Start of AVAILABLE DATA

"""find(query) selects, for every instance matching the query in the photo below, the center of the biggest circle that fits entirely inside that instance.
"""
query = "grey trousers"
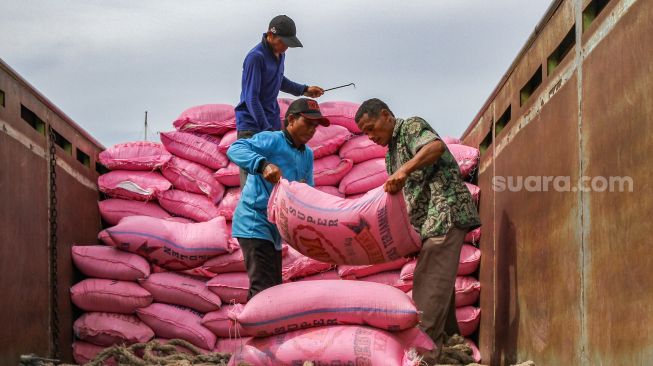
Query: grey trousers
(434, 284)
(246, 134)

End of AVAILABLE DATA

EXERCISE DESCRIPTION :: Where a record holds a picture, skip the picture and copy everything else exactly.

ANSWER ::
"""find(query) selects, for every instance matching the query in the photo below, the center of the biggest circle that fits entirely inside that instance.
"""
query = "grey trousers"
Query: grey trousers
(434, 284)
(246, 134)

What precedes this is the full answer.